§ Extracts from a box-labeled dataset

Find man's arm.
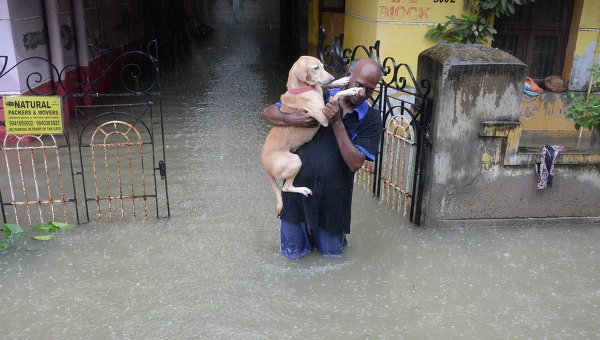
[323,100,367,172]
[262,105,319,127]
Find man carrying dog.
[262,58,382,259]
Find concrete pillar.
[418,44,600,227]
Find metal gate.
[319,28,432,225]
[0,41,171,226]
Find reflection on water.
[0,21,600,339]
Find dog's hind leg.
[281,176,312,197]
[268,176,283,217]
[280,153,312,196]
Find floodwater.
[0,13,600,339]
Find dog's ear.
[294,60,308,83]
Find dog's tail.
[267,176,283,217]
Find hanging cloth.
[535,145,564,190]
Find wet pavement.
[0,5,600,339]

§ Task directions
Please write out again the lines of the records, starting at the line containing "Find reflection on water." and ending at the last line of the records, with both ends included.

§ Problem solution
Find reflection on water.
[0,21,600,339]
Find dog's hind leg.
[281,176,312,197]
[268,176,283,217]
[280,153,312,196]
Find floodwater.
[0,13,600,339]
Find dog's ear.
[294,60,308,83]
Find dog's tail.
[267,176,283,217]
Find hanging cloth.
[535,145,564,190]
Find wet pavement.
[0,5,600,339]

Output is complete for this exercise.